По Оригену (Коммент. на ев. Иоанна 6:36) и Евсевию, под Климентом, автором разбираемого послания, надо понимать того Климента, которого упоминает ап. Павел в своем послании к Филиппийцам (4:3). Судя по псевдо-Климентинам этот Климент был из важного рода Флавиев. Высказывалось предположение о тождестве св. Климента с Титом-Флавием-Климентом, двоюродным братом императора Домициана, которого этот последний казнил по обвинению в атеизме, т.е., возможно, в христианстве. Непонятно в таком случае, как замечает Годэ, молчание об этом мученичестве со стороны свв. Отцов.
По св. Иринею, св. Климент – третий, после Лина и Анаклета, епископ Римский. По Тертуллиану (Praescr. 32), он рукоположен самим апостолом Петром. Согласно Евсевию, Климент занимал римскую кафедру с 12-го года Домициана до 3-го года Траяна, т.е. с 91-го по 101-й год после Р.Х. Евсевий умалчивает о мученичестве Климента. Раушен считает, что ссылка в Херсонес Таврический и мученическая кончина суть легенды. Барденхевер на основании критического анализа текста послания думает, что Климент скорее иудейского, чем языческого происхождения.

........

[Задание 1] Перескажите в виде краткого списка абзац извлечённого текста, начинающийся словами «По св. Иринею», сохранив его основные факты.
Текст и строки никак не связаны между собой.

........

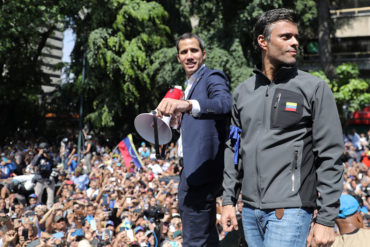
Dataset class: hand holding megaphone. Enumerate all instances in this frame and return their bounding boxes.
[134,86,184,145]
[157,98,191,117]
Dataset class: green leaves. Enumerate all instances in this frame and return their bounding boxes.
[311,63,370,126]
[74,0,169,133]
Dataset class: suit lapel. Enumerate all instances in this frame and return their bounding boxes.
[186,66,208,99]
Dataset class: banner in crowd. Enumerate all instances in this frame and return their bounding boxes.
[118,134,143,169]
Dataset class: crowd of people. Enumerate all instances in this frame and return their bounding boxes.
[0,128,370,247]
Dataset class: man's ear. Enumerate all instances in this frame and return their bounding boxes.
[356,212,364,228]
[257,34,267,50]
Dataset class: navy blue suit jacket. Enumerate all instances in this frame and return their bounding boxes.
[181,67,232,186]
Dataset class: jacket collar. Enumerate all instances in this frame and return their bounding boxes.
[253,65,298,84]
[186,64,208,99]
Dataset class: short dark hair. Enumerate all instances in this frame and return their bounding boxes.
[176,33,204,53]
[253,8,299,51]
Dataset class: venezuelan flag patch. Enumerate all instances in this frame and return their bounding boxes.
[285,102,297,111]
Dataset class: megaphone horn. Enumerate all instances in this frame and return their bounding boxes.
[134,111,172,145]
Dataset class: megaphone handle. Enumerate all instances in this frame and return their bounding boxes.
[152,111,161,159]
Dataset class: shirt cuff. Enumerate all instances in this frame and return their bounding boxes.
[189,99,200,117]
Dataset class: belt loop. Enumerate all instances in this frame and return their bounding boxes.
[275,208,284,220]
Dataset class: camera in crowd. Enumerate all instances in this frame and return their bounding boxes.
[39,142,49,153]
[144,208,164,222]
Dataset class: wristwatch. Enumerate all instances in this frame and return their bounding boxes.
[186,100,193,114]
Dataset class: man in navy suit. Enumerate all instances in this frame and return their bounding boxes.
[157,33,232,247]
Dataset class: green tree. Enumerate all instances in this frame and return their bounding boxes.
[72,0,169,141]
[311,63,370,128]
[154,0,317,88]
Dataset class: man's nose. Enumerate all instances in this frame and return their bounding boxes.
[291,36,299,47]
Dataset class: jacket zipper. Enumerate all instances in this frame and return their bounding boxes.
[292,150,298,191]
[274,93,281,124]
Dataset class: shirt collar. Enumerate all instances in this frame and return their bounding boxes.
[186,64,206,85]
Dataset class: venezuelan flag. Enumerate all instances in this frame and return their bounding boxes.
[118,134,143,168]
[285,102,297,111]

........

[Задание 2] Оформите в виде CSV с двумя столбцами, «запрос» и «ответ», отрезок исходных строк от строки, содержащей «Dataset class: megaphone handle.», до строки, содержащей «[189,99,200,117]», включительно. Каждое поле заключите в кавычки, а переносы строк замените пробелами.

[Правильный ответ 1]
- По св. Иринею, Климент был третьим епископом Римским после Лина и Анаклета.
- По Тертуллиану, его рукоположил сам апостол Петр.
- Согласно Евсевию, Климент занимал римскую кафедру с 12-го года Домициана до 3-го года Траяна, то есть с 91-го по 101-й год после Р.Х.
- О мученичестве Климента Евсевий умалчивает.
- Раушен считает ссылку в Херсонес Таврический и мученическую кончину легендами.
- Барденхевер, опираясь на критический анализ текста послания, полагает, что Климент скорее иудейского, чем языческого происхождения.

[Правильный ответ 2]
запрос,ответ
"Dataset class: megaphone handle. Enumerate all instances in this frame and return their bounding boxes.","[152,111,161,159]"
"Dataset class: shirt cuff. Enumerate all instances in this frame and return their bounding boxes.","[189,99,200,117]"